**** Document excerpt

Sunday, March 11, 2007

The Humanistic Crisis in Medical Education

Beginning in the late 19th century, scientific medicine took unprecedented strides in reducing infectious disease and prolonging life. New public health measures, the rise of bacteriology, the reform of medical education, a virtual explosion of new hospitals, and innovations in diagnostic techniques and therapeutic resources—all pointed toward a seemingly limitless horizon of medical progress. Physicians in the United States had little reason to anticipate the coming assaults on their prestige and moral authority. Sometime in the mid-1960s, however, the bloom began to fall from the rose of modern medicine.
By the early 1990s, vast and unsettling changes had taken place, and a new sense of limits emerged. Almost every aspect of medical practice had been altered. Revelations of abuse in medical experimentation led to new federal regulations for the protection of human and animal subjects. Hospitals were increasingly perceived as strange places dominated by technology, where patients' rights were ignored and bureaucracy prevailed over compassion. Decisions at the bedside were no longer the exclusive concern of an individual physician and patient.

********
**** Information

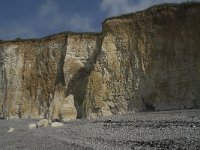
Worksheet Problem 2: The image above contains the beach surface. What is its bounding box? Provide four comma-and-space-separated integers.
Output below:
0, 110, 200, 150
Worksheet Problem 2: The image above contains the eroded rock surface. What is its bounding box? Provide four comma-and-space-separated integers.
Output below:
0, 3, 200, 120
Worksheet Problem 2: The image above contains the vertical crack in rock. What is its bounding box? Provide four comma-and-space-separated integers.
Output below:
65, 35, 101, 118
0, 3, 200, 121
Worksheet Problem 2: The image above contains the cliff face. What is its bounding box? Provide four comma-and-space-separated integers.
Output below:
0, 3, 200, 120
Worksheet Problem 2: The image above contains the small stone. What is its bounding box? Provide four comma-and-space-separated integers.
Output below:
28, 123, 37, 129
51, 122, 64, 128
7, 127, 15, 133
37, 119, 50, 127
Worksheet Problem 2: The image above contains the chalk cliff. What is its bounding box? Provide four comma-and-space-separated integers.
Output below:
0, 3, 200, 120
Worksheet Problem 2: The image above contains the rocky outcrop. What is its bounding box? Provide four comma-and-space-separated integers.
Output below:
0, 3, 200, 120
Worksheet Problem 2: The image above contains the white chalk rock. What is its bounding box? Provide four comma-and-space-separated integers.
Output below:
7, 127, 15, 133
51, 122, 64, 128
37, 119, 50, 127
28, 123, 37, 129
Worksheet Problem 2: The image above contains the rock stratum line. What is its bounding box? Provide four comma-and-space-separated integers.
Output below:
0, 3, 200, 120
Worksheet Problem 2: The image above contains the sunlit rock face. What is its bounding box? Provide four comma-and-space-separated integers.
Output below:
0, 3, 200, 121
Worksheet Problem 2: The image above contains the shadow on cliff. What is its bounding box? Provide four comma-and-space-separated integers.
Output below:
65, 36, 102, 119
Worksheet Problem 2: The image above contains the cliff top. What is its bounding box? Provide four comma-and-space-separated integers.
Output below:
0, 2, 200, 44
103, 2, 200, 24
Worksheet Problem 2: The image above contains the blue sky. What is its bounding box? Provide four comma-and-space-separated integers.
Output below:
0, 0, 197, 40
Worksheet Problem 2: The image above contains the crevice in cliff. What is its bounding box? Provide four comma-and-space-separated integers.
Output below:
66, 35, 102, 119
55, 35, 68, 86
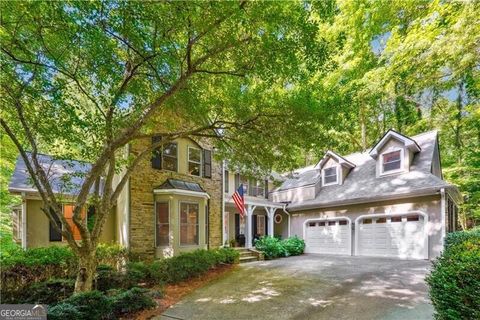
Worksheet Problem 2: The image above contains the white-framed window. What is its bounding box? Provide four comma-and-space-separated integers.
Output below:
322, 166, 338, 186
162, 142, 178, 172
155, 201, 170, 247
380, 149, 403, 174
180, 202, 199, 246
188, 147, 202, 176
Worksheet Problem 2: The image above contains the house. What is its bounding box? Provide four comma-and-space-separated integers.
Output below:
9, 130, 461, 259
272, 130, 461, 259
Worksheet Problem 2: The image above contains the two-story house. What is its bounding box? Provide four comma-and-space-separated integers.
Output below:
9, 130, 461, 259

********

> _Work order 1_
Determine whether each of the following statements agrees with the passage on the humanistic crisis in medical education: (a) physicians in the United States had ample reason to foresee attacks on their prestige; (b) the decline of modern medicine's standing began sometime in the mid-1960s; (c) revelations of abuse in medical experimentation produced new federal regulations. For each, answer yes or no and quote the deciding words of the passage.
> _Work order 2_
Extract, word for word, the portion of the passage on the humanistic crisis in medical education, starting at "The Humanistic Crisis" and ending at "of modern medicine.".
> _Work order 3_
Extend the passage on the humanistic crisis in medical education, picking up directly after its final sentence.

> _Output 1_
(a) No. "Physicians in the United States had little reason to anticipate the coming assaults on their prestige and moral authority."
(b) Yes. "Sometime in the mid-1960s, however, the bloom began to fall from the rose of modern medicine."
(c) Yes. "Revelations of abuse in medical experimentation led to new federal regulations for the protection of human and animal subjects."

> _Output 2_
The Humanistic Crisis in Medical Education

Beginning in the late 19th century, scientific medicine took unprecedented strides in reducing infectious disease and prolonging life. New public health measures, the rise of bacteriology, the reform of medical education, a virtual explosion of new hospitals, and innovations in diagnostic techniques and therapeutic resources—all pointed toward a seemingly limitless horizon of medical progress. Physicians in the United States had little reason to anticipate the coming assaults on their prestige and moral authority. Sometime in the mid-1960s, however, the bloom began to fall from the rose of modern medicine.

> _Output 3_
These changes and challenges revealed that scientific medicine—a profession that had explicitly detached itself from broader frameworks of meaning and value—was not equipped to handle the moral and existential questions produced by its own power. In response, entirely new fields of academic inquiry, education, and professional practice arose. These fields became known as bioethics and the medical humanities, and their experts began to grapple with such problematic issues as the protection of research subjects, the goals of medicine, the definitions of death, the rights of patients, the cessation of treatment, the meaning of illness, and the distribution of health care resources.